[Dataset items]
========================

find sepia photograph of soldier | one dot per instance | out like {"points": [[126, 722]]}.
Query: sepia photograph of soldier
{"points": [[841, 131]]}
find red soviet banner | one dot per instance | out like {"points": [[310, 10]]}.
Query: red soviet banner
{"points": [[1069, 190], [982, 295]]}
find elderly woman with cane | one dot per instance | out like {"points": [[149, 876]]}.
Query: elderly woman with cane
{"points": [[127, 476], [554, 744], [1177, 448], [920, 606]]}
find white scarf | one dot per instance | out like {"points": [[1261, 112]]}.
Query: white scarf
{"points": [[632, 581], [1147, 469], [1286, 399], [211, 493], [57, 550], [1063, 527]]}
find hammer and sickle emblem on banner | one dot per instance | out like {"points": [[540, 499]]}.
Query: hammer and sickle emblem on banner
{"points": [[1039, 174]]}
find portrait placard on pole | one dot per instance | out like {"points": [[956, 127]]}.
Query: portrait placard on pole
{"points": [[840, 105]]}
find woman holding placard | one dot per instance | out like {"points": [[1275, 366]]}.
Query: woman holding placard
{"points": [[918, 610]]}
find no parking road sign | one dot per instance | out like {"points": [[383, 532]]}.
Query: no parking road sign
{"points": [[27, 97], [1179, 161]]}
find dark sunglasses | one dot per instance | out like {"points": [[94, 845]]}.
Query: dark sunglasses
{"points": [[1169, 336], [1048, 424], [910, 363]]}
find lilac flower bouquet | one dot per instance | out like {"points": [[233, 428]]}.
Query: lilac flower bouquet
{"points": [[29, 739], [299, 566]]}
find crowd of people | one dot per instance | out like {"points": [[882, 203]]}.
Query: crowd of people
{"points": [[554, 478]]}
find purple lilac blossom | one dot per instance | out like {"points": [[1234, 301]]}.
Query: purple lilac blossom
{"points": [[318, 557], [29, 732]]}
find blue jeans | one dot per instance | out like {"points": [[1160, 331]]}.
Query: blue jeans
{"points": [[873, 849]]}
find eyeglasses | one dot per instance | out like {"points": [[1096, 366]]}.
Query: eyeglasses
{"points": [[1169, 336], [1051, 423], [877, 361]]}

========================

Exercise brief - Please restate every line of the records exactly.

Result for this task -
find sepia photograph of soldier | one dot per instance | out like {"points": [[126, 722]]}.
Query: sepia photograph of soldier
{"points": [[841, 131]]}
find red soviet banner | one dot per instance | out like {"points": [[310, 10]]}.
Query: red soviet banner
{"points": [[1069, 190], [982, 295]]}
find elderly woman with cane | one dot per instance | out like {"points": [[149, 876]]}.
Query: elderly woman with cane
{"points": [[127, 476], [554, 744], [1177, 448], [920, 606]]}
find white scarf | one dot per instance | out like {"points": [[1261, 112]]}.
Query: white scarf
{"points": [[632, 581], [1147, 469], [1286, 399], [211, 493], [57, 550], [1063, 527]]}
find hammer and sickle emblem on banner | one dot per instance | out like {"points": [[540, 499]]}.
Query: hammer and sickle emblem on banner
{"points": [[1039, 174]]}
find portrait placard on pole | one dot per instance | out like {"points": [[956, 127]]}.
Query: portrait placard on pole
{"points": [[840, 105]]}
find woman holding placard | one dot per instance | out like {"points": [[1275, 366]]}.
Query: woman holding placard
{"points": [[918, 610]]}
find no parking road sign | one dot per instance | out like {"points": [[383, 532]]}.
Query: no parking road sign
{"points": [[27, 97], [1179, 161]]}
find dark sunglasses | one dot per instance | out like {"points": [[94, 845]]}.
Query: dark sunglasses
{"points": [[1169, 336], [1048, 424], [910, 363]]}
find lilac flower bouquet | one dot per instance | out like {"points": [[233, 428]]}.
Query: lilac flower bouquet
{"points": [[29, 739], [299, 566]]}
find crowd of people | one dot per instance | out like {"points": [[882, 203]]}.
Query: crowd of people
{"points": [[554, 478]]}
find purple lilac blossom | one dot per instance | out like {"points": [[1234, 301]]}.
Query: purple lilac blossom
{"points": [[318, 557], [29, 732]]}
find blue jeans | one dot per instance | out like {"points": [[1160, 331]]}.
Query: blue jeans
{"points": [[873, 849]]}
find eyeglasses | one dot per instance | out like {"points": [[1096, 366]]}.
Query: eyeglasses
{"points": [[1169, 336], [1051, 423], [877, 361]]}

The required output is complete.